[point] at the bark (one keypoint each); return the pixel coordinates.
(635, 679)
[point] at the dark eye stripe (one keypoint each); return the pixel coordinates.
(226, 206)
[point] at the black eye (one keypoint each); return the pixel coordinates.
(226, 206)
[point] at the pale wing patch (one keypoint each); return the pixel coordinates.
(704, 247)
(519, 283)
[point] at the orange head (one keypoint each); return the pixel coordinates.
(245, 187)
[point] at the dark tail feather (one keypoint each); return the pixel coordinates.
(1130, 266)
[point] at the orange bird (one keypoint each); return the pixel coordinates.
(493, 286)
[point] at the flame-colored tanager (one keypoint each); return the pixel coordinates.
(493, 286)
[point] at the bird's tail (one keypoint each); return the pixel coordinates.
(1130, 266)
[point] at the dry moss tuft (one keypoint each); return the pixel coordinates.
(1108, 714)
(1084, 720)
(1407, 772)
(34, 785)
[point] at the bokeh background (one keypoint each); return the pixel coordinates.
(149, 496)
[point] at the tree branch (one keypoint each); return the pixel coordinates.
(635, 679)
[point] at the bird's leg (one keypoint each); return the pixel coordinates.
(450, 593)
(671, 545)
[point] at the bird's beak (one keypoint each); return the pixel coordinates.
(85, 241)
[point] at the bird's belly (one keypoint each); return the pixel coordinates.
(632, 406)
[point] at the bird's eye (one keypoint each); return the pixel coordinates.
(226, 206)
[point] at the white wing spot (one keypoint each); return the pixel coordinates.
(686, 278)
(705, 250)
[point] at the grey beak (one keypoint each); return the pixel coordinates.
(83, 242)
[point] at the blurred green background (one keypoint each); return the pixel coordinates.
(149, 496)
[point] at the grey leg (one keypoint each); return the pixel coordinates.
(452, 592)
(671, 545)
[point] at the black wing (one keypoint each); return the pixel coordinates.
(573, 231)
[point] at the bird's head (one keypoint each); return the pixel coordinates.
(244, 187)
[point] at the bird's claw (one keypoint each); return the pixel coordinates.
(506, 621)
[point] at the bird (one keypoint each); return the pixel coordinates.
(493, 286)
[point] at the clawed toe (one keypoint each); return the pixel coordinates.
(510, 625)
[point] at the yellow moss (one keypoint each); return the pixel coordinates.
==*==
**Problem to work on**: Copy every one of the entries above word for word, without changing anything.

**Reply to the exercise**:
[point] at the bark (one keypoint each); return the pixel coordinates.
(635, 679)
[point] at the dark eye stripe (one keypoint each); return the pixel coordinates.
(226, 206)
[point] at the black eye (one keypoint each); return the pixel coordinates.
(226, 206)
[point] at the pale wing patch (one keypoint each); return the pixel coordinates.
(704, 247)
(519, 283)
[point] at the orange head (one keypoint each); return the pixel coordinates.
(245, 187)
[point] at the dark tail feather (one keypoint each); return the pixel coordinates.
(1130, 266)
[point] at the orange bird (one keypoint each); return the pixel coordinates.
(493, 286)
[point] at the flame-colored tanager (one keypoint each); return the pixel coordinates.
(493, 286)
[point] at the bird's tail (one keypoint each); return the pixel coordinates.
(1130, 266)
[point] at the dry moss tuft (one keypoint each); return the pixel coordinates.
(1108, 714)
(1084, 720)
(1407, 772)
(34, 785)
[point] at the bokeh background (one keypoint each); return the pixel coordinates.
(149, 496)
[point] at the tree branch (one keypoint each); return the pixel coordinates.
(635, 679)
[point] at the bird's leg (one keypoint each); return the pixel coordinates.
(450, 593)
(671, 545)
[point] at the bird's beak (one keypoint each); return the pixel coordinates.
(85, 241)
[point] at the bird's belly (one keypoint each); return the pixel coordinates.
(632, 406)
[point] at the bird's eye (one keypoint each); return the pixel coordinates.
(226, 206)
[point] at the white wing spot (one keypoint each); return the pixel coordinates.
(686, 278)
(705, 250)
[point] at the grey beak (one keypoint each); return the pixel coordinates.
(83, 242)
[point] at the blurred green background (one keypoint each); return the pixel coordinates.
(149, 496)
[point] at the grey leg (one keypoint each); return the pixel coordinates.
(452, 592)
(671, 545)
[point] at the black wing (one keypoint each); return the pixel coordinates.
(573, 231)
[point] at the bird's head (one keypoint each); return the pixel coordinates.
(244, 187)
[point] at the bird's claw (one keypoint each); return the pixel coordinates.
(506, 621)
[point] at the bird (one keypoint each); return the pixel coordinates.
(493, 286)
[point] at the clawed toe (one keypoint each); return the pixel coordinates.
(510, 625)
[point] at the yellow moss (one keypoint each); return the pixel coordinates.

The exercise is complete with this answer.